**SET EXERCISE**
The required output is the line that contains "Accessibility service: describe where the rose" plus every line after it in the listing below, copied exactly as it appears.

[Entries on locating named things]
★ ★ ★ ★
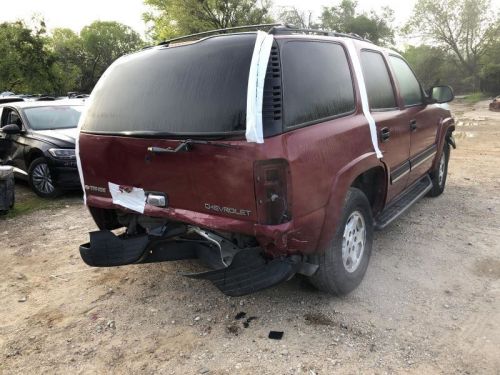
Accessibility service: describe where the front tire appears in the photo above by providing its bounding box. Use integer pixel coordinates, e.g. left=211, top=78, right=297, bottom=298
left=427, top=142, right=450, bottom=197
left=28, top=157, right=61, bottom=198
left=310, top=188, right=373, bottom=295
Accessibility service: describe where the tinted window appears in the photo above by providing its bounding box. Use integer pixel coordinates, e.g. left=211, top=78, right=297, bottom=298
left=361, top=51, right=396, bottom=109
left=389, top=56, right=422, bottom=105
left=282, top=41, right=354, bottom=126
left=83, top=34, right=255, bottom=135
left=24, top=106, right=83, bottom=130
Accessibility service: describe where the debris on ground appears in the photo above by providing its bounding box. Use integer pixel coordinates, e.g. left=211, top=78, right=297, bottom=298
left=268, top=331, right=283, bottom=340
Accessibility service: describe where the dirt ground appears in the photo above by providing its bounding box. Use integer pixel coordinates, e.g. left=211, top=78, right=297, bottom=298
left=0, top=102, right=500, bottom=375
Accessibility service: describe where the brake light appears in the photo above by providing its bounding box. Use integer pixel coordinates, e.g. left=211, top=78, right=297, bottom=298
left=254, top=159, right=292, bottom=225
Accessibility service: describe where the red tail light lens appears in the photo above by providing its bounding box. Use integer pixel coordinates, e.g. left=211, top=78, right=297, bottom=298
left=254, top=159, right=292, bottom=225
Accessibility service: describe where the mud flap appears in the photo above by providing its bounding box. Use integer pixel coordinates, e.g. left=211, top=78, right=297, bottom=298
left=80, top=230, right=149, bottom=267
left=183, top=248, right=302, bottom=297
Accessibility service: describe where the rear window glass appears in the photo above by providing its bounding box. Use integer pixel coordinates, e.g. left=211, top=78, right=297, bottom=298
left=24, top=106, right=83, bottom=130
left=83, top=34, right=255, bottom=135
left=281, top=41, right=354, bottom=127
left=361, top=51, right=396, bottom=109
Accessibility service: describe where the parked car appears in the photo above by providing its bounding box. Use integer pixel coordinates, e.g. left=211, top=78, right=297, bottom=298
left=79, top=26, right=454, bottom=296
left=0, top=100, right=84, bottom=198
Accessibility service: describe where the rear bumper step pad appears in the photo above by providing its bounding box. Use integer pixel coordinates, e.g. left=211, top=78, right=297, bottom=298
left=80, top=230, right=318, bottom=296
left=80, top=230, right=149, bottom=267
left=183, top=248, right=302, bottom=297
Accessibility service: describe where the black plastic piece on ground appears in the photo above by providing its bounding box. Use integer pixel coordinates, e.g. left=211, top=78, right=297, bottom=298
left=184, top=248, right=300, bottom=297
left=80, top=230, right=149, bottom=267
left=268, top=331, right=283, bottom=340
left=375, top=175, right=432, bottom=230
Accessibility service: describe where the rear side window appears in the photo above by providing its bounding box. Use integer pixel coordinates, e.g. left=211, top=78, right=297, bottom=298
left=389, top=56, right=422, bottom=106
left=83, top=34, right=255, bottom=136
left=281, top=41, right=354, bottom=127
left=361, top=51, right=397, bottom=110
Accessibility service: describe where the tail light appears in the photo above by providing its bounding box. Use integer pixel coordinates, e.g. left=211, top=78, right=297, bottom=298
left=254, top=159, right=292, bottom=225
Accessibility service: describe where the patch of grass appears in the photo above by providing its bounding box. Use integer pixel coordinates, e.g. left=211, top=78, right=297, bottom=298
left=464, top=92, right=488, bottom=104
left=0, top=196, right=64, bottom=219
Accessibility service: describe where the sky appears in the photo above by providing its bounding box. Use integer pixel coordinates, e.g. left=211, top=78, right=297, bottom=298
left=0, top=0, right=422, bottom=36
left=0, top=0, right=500, bottom=36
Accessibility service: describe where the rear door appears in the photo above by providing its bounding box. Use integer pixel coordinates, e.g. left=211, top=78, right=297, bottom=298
left=389, top=55, right=439, bottom=184
left=361, top=50, right=410, bottom=201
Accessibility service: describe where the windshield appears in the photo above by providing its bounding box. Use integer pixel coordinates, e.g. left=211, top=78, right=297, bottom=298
left=24, top=105, right=83, bottom=130
left=82, top=34, right=255, bottom=135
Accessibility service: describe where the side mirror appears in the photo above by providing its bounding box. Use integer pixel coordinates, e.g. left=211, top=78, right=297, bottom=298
left=430, top=86, right=455, bottom=104
left=2, top=124, right=21, bottom=135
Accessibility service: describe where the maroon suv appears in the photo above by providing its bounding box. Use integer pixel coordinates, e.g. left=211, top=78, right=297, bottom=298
left=77, top=26, right=454, bottom=295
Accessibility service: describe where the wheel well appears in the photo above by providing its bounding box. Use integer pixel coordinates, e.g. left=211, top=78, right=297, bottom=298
left=351, top=167, right=387, bottom=216
left=26, top=149, right=43, bottom=168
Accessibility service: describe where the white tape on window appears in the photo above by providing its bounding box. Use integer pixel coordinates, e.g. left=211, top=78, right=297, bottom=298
left=346, top=39, right=382, bottom=159
left=75, top=101, right=89, bottom=205
left=108, top=182, right=146, bottom=214
left=245, top=31, right=273, bottom=143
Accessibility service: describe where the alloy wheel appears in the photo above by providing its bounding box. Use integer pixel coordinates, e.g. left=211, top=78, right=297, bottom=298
left=32, top=163, right=55, bottom=194
left=342, top=211, right=366, bottom=273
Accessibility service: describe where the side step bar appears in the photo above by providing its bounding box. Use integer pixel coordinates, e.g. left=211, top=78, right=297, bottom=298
left=374, top=175, right=432, bottom=230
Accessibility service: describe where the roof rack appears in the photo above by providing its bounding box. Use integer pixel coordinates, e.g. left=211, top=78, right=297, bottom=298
left=269, top=24, right=371, bottom=43
left=158, top=23, right=281, bottom=47
left=156, top=23, right=371, bottom=49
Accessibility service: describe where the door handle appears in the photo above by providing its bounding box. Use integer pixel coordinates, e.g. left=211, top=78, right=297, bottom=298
left=410, top=120, right=417, bottom=132
left=380, top=128, right=391, bottom=142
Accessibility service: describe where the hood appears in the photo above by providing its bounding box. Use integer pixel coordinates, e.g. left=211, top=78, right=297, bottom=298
left=33, top=128, right=78, bottom=148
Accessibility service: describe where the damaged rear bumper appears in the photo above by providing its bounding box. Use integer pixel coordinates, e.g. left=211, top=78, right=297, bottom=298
left=86, top=195, right=323, bottom=257
left=80, top=230, right=318, bottom=296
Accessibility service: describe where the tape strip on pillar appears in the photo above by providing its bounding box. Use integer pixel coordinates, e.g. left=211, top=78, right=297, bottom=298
left=245, top=31, right=273, bottom=143
left=346, top=39, right=382, bottom=159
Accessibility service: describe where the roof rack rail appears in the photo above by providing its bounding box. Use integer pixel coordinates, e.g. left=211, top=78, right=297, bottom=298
left=269, top=24, right=371, bottom=43
left=156, top=23, right=371, bottom=49
left=158, top=23, right=282, bottom=47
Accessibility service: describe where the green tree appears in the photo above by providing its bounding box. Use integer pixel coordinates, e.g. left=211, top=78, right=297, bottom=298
left=404, top=0, right=500, bottom=91
left=402, top=44, right=468, bottom=93
left=0, top=21, right=55, bottom=93
left=79, top=21, right=144, bottom=92
left=143, top=0, right=272, bottom=41
left=278, top=7, right=318, bottom=29
left=49, top=29, right=85, bottom=94
left=320, top=0, right=394, bottom=45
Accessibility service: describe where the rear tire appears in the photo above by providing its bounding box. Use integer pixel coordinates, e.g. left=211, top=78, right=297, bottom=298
left=310, top=188, right=373, bottom=295
left=28, top=157, right=62, bottom=198
left=427, top=142, right=450, bottom=197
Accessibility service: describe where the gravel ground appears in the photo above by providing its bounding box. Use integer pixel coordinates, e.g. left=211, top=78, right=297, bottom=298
left=0, top=102, right=500, bottom=375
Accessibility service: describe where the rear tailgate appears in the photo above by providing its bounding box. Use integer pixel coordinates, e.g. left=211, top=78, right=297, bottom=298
left=79, top=132, right=257, bottom=222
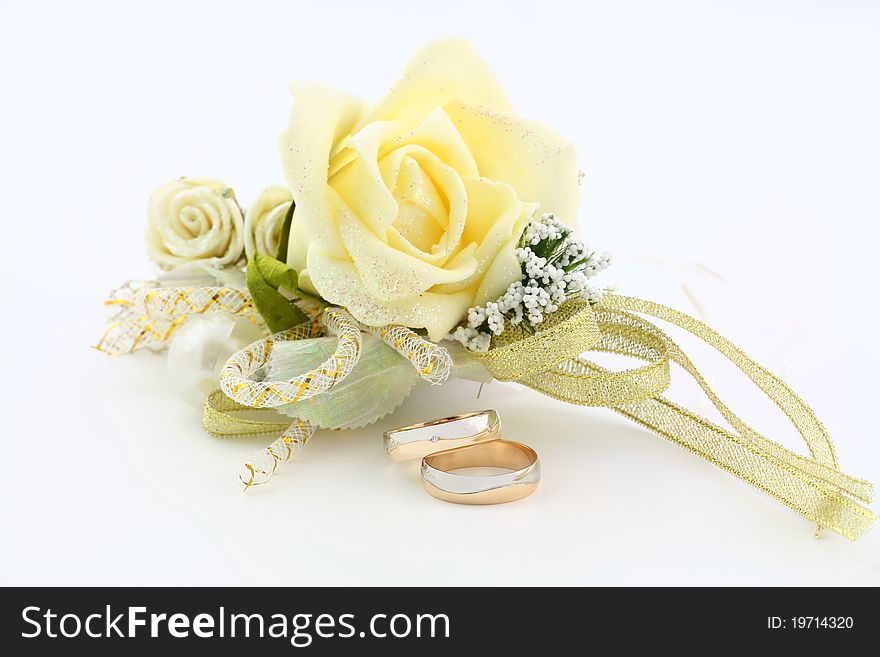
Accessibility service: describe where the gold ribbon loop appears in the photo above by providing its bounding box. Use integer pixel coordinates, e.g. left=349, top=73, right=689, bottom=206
left=480, top=294, right=877, bottom=540
left=520, top=311, right=670, bottom=406
left=220, top=308, right=361, bottom=408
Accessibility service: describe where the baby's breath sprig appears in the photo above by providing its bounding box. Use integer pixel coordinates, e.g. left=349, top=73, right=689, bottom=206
left=447, top=214, right=611, bottom=351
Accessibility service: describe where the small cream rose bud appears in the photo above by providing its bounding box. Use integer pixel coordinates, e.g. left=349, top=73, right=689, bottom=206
left=147, top=178, right=244, bottom=268
left=244, top=185, right=293, bottom=260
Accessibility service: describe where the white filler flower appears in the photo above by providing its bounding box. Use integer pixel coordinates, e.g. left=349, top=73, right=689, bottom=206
left=244, top=185, right=293, bottom=260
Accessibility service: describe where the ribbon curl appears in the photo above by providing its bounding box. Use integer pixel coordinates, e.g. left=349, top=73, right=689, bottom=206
left=96, top=283, right=877, bottom=540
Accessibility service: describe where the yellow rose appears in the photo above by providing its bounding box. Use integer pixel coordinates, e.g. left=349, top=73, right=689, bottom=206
left=146, top=178, right=244, bottom=268
left=279, top=40, right=578, bottom=340
left=244, top=185, right=291, bottom=260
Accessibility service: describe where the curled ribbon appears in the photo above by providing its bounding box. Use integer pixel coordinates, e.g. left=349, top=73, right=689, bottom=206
left=481, top=294, right=877, bottom=540
left=96, top=283, right=877, bottom=540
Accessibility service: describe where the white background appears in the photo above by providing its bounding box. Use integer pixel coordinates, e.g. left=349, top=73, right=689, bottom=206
left=0, top=0, right=880, bottom=586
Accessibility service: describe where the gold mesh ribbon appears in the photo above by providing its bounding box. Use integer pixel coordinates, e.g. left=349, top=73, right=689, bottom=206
left=202, top=308, right=452, bottom=489
left=480, top=294, right=877, bottom=540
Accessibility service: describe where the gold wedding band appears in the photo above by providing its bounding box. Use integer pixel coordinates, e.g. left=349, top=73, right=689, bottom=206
left=422, top=440, right=541, bottom=504
left=385, top=410, right=501, bottom=461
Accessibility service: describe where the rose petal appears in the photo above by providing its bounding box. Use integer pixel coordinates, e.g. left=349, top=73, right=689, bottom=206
left=432, top=178, right=537, bottom=306
left=445, top=103, right=579, bottom=222
left=361, top=39, right=510, bottom=125
left=279, top=83, right=363, bottom=270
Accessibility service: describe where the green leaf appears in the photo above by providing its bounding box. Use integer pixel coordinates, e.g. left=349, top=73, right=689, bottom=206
left=278, top=201, right=296, bottom=262
left=246, top=253, right=308, bottom=333
left=276, top=336, right=419, bottom=429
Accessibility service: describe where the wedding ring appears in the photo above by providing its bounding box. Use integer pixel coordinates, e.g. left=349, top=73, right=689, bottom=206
left=422, top=440, right=541, bottom=504
left=385, top=411, right=501, bottom=461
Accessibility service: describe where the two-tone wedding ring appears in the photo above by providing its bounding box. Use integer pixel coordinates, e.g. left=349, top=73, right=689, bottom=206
left=385, top=410, right=501, bottom=461
left=422, top=440, right=541, bottom=504
left=385, top=410, right=541, bottom=504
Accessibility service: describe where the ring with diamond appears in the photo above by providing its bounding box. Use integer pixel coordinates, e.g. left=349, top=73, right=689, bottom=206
left=385, top=410, right=501, bottom=461
left=422, top=440, right=541, bottom=504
★ ★ ★ ★
**SOLUTION TO THIS PROBLEM**
Accessibility service: describe where the rose petal appears in the photo above by providing its bounding box. Use integer pixel coordinates, e.g. left=349, top=73, right=689, bottom=206
left=432, top=178, right=537, bottom=306
left=445, top=103, right=579, bottom=222
left=361, top=39, right=510, bottom=125
left=279, top=83, right=363, bottom=270
Accessibility service: describe where the green leaf appears in the photo above by providing its bounding box. Use integer pixel coordinates, e.g. left=349, top=73, right=689, bottom=206
left=278, top=201, right=296, bottom=262
left=246, top=253, right=308, bottom=333
left=276, top=336, right=419, bottom=429
Accessibility service: describe where the wedding ring appears in the photo above by providing its bounding box. Use integer pixel coordinates, e.g. left=349, top=73, right=689, bottom=206
left=422, top=440, right=541, bottom=504
left=385, top=411, right=501, bottom=461
Accessibility service: describe where the two-tone wedding ring appears in the photo above by providing its bounding box. Use integer pixel coordinates, e.g. left=349, top=73, right=689, bottom=206
left=385, top=410, right=501, bottom=461
left=422, top=440, right=541, bottom=504
left=385, top=410, right=541, bottom=504
Accessibility service: describe where the ring with diamond appears in the photo above by providing its bounding box. Use integer pixel coordinates, e.g. left=349, top=73, right=689, bottom=206
left=385, top=410, right=501, bottom=461
left=422, top=440, right=541, bottom=504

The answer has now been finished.